EXERCISE DESCRIPTION: Everything from the line holding "Expected output: one marker per instance of the aircraft" through the last line of the listing needs to be repeated exactly, with no other lines.

━━━━━━━━━━━━━━━━

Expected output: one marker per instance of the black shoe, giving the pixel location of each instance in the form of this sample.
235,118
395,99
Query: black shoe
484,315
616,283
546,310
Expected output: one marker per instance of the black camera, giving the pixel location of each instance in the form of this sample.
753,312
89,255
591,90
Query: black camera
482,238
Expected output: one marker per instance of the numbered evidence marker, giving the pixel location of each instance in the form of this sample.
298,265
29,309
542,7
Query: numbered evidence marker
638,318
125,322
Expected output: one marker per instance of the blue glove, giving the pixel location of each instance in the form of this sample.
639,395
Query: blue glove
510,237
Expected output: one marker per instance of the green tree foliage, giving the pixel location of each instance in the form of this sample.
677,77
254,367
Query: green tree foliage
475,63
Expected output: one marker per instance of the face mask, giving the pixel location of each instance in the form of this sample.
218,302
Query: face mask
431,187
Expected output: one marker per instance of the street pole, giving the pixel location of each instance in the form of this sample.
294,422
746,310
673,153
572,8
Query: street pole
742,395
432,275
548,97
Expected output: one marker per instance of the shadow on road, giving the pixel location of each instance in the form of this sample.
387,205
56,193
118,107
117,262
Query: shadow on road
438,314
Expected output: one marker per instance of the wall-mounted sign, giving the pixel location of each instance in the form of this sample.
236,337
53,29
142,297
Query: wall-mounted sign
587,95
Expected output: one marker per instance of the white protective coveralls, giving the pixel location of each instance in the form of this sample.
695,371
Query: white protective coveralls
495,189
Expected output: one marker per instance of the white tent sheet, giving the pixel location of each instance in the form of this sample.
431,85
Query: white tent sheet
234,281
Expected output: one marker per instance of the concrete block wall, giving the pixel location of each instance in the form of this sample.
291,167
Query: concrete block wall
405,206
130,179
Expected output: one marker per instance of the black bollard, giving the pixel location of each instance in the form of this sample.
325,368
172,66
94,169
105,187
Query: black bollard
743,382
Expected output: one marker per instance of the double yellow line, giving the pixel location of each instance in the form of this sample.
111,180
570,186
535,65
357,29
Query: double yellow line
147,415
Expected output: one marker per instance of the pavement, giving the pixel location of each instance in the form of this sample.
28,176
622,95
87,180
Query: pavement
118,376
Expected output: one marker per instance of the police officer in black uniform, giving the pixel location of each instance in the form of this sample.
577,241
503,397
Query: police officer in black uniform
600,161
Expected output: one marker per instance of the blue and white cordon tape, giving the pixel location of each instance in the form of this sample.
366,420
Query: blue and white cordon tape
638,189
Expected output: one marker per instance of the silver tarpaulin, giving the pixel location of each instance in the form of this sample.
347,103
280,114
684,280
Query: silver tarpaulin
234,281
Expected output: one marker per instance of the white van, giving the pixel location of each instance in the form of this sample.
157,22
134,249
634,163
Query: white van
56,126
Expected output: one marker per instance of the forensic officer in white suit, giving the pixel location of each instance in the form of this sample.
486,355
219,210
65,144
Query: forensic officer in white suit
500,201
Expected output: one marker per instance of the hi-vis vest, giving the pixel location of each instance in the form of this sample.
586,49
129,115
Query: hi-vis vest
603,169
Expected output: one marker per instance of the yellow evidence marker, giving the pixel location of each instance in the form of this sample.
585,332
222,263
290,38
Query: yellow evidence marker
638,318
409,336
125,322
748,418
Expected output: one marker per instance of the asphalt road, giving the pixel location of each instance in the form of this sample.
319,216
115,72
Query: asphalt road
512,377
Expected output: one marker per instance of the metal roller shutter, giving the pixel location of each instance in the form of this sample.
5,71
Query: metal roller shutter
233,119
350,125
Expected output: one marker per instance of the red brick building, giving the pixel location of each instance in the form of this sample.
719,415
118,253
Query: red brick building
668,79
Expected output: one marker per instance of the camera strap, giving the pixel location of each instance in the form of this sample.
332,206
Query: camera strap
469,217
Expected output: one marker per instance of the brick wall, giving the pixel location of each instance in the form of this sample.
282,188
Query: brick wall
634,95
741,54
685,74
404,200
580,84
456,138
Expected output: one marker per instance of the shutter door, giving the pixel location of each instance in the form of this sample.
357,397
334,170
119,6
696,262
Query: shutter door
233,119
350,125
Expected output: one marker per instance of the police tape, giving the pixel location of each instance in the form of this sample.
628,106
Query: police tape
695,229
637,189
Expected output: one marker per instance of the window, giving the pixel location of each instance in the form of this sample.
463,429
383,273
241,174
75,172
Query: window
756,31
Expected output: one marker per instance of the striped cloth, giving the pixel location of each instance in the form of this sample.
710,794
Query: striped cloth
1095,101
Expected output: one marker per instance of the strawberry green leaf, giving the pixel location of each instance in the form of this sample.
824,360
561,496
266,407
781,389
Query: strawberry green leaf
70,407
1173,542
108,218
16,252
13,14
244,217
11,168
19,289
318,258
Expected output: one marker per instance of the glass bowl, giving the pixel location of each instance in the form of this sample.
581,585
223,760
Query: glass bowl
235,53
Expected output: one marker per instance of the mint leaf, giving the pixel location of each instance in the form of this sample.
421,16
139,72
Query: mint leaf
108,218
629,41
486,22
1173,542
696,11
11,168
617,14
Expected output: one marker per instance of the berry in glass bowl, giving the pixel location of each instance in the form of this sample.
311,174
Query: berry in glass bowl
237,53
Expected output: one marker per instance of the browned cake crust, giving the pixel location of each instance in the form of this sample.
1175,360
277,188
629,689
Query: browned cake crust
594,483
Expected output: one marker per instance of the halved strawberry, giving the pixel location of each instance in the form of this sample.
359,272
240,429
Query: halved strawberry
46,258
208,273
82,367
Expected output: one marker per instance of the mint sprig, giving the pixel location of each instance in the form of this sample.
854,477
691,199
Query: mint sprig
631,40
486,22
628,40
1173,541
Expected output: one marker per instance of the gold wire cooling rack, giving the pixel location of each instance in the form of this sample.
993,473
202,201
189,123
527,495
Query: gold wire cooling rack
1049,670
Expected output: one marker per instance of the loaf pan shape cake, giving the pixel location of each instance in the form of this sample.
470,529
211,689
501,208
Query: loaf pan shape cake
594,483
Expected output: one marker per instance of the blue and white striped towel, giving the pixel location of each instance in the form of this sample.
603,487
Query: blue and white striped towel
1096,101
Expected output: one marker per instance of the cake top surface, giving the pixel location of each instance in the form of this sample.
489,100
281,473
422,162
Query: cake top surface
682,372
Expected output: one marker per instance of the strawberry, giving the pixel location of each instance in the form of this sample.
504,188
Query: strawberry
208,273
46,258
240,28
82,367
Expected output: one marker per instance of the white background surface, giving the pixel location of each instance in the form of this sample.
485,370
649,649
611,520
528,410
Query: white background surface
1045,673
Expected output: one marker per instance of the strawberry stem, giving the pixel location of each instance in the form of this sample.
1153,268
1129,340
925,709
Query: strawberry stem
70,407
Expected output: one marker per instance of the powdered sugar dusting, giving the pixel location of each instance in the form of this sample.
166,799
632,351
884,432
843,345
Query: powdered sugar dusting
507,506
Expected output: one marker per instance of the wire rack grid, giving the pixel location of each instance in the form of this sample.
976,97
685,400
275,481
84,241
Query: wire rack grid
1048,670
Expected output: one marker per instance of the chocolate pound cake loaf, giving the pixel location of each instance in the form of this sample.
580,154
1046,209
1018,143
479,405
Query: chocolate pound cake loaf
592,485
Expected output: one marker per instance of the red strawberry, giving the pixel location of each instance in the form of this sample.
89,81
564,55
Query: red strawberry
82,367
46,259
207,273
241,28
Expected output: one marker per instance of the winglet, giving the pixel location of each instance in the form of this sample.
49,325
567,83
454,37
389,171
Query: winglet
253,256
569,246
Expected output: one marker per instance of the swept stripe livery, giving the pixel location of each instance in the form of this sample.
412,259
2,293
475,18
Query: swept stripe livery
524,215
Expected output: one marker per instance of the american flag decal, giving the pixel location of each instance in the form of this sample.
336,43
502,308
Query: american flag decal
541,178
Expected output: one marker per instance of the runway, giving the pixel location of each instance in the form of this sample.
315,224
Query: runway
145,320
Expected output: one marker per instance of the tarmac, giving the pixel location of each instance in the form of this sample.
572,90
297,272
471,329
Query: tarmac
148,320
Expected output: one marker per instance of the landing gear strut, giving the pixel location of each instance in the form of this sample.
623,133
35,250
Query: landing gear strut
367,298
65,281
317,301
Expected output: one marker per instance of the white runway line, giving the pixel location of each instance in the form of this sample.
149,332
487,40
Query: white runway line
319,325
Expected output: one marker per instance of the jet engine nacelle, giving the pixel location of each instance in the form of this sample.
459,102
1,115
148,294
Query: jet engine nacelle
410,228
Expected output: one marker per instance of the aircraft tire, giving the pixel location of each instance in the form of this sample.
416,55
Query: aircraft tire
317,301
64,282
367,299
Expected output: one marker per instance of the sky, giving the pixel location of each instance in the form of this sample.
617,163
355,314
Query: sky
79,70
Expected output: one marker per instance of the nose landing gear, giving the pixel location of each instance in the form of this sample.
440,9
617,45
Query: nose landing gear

━━━━━━━━━━━━━━━━

REPLY:
Expected output: one marker per instance of the aircraft tire, giving the pixel location of each instance in the form of this sample.
416,55
Query: aircraft tire
317,301
64,282
367,299
Expected output: one marker per instance of the sky, giving the pixel location of each instance in the form of this sample.
617,163
355,314
Query: sky
79,70
Expected output: one marker per instance of the nose landing gear, giving the pixel location of each instance in the form of this sample.
440,9
617,45
Query: nose landing gear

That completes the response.